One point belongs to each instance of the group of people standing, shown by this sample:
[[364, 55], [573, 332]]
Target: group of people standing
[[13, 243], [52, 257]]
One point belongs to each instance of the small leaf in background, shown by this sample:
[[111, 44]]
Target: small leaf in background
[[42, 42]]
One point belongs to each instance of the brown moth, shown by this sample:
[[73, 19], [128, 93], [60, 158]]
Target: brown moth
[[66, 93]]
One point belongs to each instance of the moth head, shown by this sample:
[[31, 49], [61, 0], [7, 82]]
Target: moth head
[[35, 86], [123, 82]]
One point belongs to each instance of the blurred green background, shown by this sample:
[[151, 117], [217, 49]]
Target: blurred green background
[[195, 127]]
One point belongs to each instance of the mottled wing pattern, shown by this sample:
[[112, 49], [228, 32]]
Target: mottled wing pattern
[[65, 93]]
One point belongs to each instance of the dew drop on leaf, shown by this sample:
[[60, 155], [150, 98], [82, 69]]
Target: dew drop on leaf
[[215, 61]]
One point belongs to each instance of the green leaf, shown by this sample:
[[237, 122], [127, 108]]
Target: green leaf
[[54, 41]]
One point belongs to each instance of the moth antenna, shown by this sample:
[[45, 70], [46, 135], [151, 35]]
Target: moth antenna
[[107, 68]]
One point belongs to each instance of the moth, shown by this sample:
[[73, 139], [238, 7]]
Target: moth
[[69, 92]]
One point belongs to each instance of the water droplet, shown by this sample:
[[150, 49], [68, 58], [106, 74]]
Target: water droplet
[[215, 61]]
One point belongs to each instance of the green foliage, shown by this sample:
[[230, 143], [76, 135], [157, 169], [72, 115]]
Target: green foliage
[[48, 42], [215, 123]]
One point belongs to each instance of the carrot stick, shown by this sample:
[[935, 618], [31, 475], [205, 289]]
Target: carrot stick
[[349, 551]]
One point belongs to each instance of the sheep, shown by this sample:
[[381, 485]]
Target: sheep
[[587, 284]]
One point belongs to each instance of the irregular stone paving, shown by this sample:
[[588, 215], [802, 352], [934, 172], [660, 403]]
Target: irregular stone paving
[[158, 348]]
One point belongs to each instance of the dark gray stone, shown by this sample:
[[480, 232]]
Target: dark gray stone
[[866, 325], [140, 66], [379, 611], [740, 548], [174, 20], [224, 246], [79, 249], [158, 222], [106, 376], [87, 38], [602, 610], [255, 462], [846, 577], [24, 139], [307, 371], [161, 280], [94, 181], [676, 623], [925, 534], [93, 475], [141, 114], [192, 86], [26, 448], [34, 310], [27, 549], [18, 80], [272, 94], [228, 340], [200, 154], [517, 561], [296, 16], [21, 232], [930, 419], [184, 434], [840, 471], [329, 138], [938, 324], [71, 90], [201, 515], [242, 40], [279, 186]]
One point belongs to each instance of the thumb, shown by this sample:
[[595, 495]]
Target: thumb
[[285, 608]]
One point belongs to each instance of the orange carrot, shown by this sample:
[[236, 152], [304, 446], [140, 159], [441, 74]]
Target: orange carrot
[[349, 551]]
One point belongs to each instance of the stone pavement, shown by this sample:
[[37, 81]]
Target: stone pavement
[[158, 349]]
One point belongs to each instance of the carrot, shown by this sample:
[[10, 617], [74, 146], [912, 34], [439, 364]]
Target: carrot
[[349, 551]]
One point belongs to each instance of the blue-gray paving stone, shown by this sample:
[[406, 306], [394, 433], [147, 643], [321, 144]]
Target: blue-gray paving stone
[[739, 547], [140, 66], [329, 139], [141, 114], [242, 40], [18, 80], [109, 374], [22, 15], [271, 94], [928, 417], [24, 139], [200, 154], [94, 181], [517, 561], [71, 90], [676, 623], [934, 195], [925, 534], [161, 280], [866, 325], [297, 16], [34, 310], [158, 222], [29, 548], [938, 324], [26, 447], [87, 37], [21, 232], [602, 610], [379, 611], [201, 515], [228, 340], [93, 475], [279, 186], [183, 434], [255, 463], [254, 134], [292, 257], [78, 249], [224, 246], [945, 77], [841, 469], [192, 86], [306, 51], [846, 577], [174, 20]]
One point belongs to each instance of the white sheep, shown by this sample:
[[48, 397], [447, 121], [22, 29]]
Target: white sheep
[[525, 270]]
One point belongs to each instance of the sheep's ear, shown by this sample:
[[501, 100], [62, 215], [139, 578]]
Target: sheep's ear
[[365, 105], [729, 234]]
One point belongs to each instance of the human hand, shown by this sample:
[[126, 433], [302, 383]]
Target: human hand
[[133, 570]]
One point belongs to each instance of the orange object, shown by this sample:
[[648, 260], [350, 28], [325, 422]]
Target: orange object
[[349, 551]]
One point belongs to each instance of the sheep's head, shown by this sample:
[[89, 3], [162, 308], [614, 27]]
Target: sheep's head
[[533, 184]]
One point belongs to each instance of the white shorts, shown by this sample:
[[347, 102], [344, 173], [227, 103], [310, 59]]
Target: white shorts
◆ ◆ ◆ ◆ ◆ ◆ ◆
Brief =
Can you retype all of the data above word for word, with nothing changed?

Problem solution =
One point belongs to each instance of the group of people standing, shown by this sample:
[[364, 55], [573, 332]]
Target: group of people standing
[[13, 243], [52, 257]]
One point belongs to each instance of the small leaf in background, shown by this sample:
[[111, 44]]
Target: small leaf in background
[[42, 42]]
One point belongs to each instance of the brown moth, shown by this sample:
[[73, 19], [128, 93], [60, 158]]
Target: brown moth
[[66, 93]]
One point belongs to each instance of the moth head, shown by this sample:
[[31, 49], [61, 0], [7, 82]]
Target: moth head
[[35, 86], [123, 82]]
One point belongs to each instance of the blurred green background, shown by this sample:
[[151, 117], [217, 49]]
Target: blurred green background
[[195, 127]]
One point belongs to each instance of the mottled wing pattern, shown by this sample:
[[112, 49], [228, 32]]
Target: mottled wing pattern
[[65, 93]]
One point belongs to each instance of the dew drop on leaf, shown by this sample:
[[60, 155], [150, 98], [82, 69]]
Target: dew drop on leaf
[[215, 61]]
One point belongs to each instance of the green leaf, shown by this sample:
[[237, 122], [127, 108]]
Target: green leaf
[[54, 41]]
One point belongs to each instance of the moth antenna, shown by this sample:
[[45, 70], [46, 135], [151, 35]]
Target: moth antenna
[[107, 68]]
One point belongs to each instance of the moth, shown by this sample:
[[73, 139], [238, 7]]
Target: moth
[[69, 92]]
One point belongs to each instance of the water droplet, shown by this sample:
[[150, 49], [68, 58], [106, 74]]
Target: water droplet
[[215, 61]]
One point belongs to each instance of the green foliage, shown by this sample:
[[230, 143], [76, 135], [157, 169], [72, 115]]
Target: green foliage
[[48, 42], [215, 123]]
One point belongs to each instance of the carrot stick, shown by this sample:
[[935, 618], [31, 475], [205, 289]]
Target: carrot stick
[[349, 551]]
One point belongs to each instance of the sheep, shown by this sample:
[[381, 485]]
Target: sheep
[[587, 284]]
One point belongs to each instance of the irregular stone paving, shown by this sample:
[[588, 215], [802, 352], [934, 172], [660, 403]]
Target: irregular stone paving
[[158, 348]]
One point belongs to each instance of the dark gray stone, shown by this sample:
[[480, 232]]
Target: dark gray stone
[[866, 325], [140, 66], [379, 611], [740, 548], [174, 20], [224, 246], [79, 249], [158, 222], [106, 376], [87, 38], [602, 610], [255, 462], [846, 577], [24, 139], [307, 371], [161, 280], [94, 181], [676, 623], [925, 534], [93, 475], [141, 114], [192, 86], [26, 448], [34, 310], [27, 549], [18, 80], [272, 94], [228, 340], [200, 154], [517, 561], [296, 16], [21, 232], [930, 419], [184, 434], [840, 471], [329, 138], [938, 324], [71, 90], [201, 515], [242, 40], [279, 186]]
One point belongs to each instance of the thumb, shown by this sample:
[[595, 495]]
Target: thumb
[[285, 608]]
One point belongs to each instance of the orange carrot, shown by this sample:
[[236, 152], [304, 446], [140, 159], [441, 74]]
Target: orange carrot
[[349, 551]]
One point belongs to each instance of the stone pavement, shown by this sample:
[[37, 81]]
Target: stone pavement
[[158, 349]]
One point belongs to each instance of the carrot, shown by this sample:
[[10, 617], [74, 146], [912, 34], [439, 364]]
Target: carrot
[[349, 551]]
One point belongs to each instance of the blue-gray paving stone, shown by this sample:
[[406, 306], [394, 433], [147, 643], [321, 144]]
Target: blue-gray paving stone
[[739, 547], [140, 66], [329, 139], [141, 114], [242, 40], [18, 80], [109, 374], [22, 15], [271, 94], [928, 417], [24, 139], [200, 154], [94, 181], [517, 561], [71, 90], [676, 623], [934, 195], [925, 534], [161, 280], [866, 325], [297, 16], [34, 310], [158, 222], [29, 548], [938, 324], [26, 447], [87, 37], [21, 232], [602, 610], [379, 611], [201, 515], [228, 340], [93, 475], [279, 186], [183, 434], [255, 463], [254, 134], [292, 257], [78, 249], [224, 246], [945, 77], [841, 469], [192, 86], [306, 51], [846, 577], [174, 20]]
One point belongs to each instance of the white sheep, shown by this sample:
[[48, 397], [447, 121], [22, 29]]
Target: white sheep
[[525, 270]]
One point belongs to each instance of the sheep's ear, shown by this sample:
[[501, 100], [62, 215], [139, 578]]
Target: sheep's ear
[[365, 105], [729, 234]]
One point belongs to each instance of the human hand, shown by this sample:
[[126, 433], [302, 383]]
Target: human hand
[[133, 570]]
One point belongs to each instance of the orange object, shown by this sample:
[[648, 260], [350, 28], [325, 422]]
Target: orange object
[[349, 551]]
One point belongs to each instance of the sheep's head, shown by this sample:
[[89, 3], [162, 308], [614, 27]]
Target: sheep's head
[[533, 184]]
One point belongs to each instance of the white shorts, shown by this sample:
[[347, 102], [344, 173], [227, 103], [310, 59]]
Target: white shorts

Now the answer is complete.